* Task description:
Return every one of the following records verbatim, line for line, without altering anything.

* Data shown:
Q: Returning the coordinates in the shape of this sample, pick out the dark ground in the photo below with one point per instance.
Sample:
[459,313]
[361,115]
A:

* The result:
Q: Returning the coordinates in the shape of this sample, pick out the dark ground in the photo below with one point per instance.
Sample:
[459,313]
[361,115]
A:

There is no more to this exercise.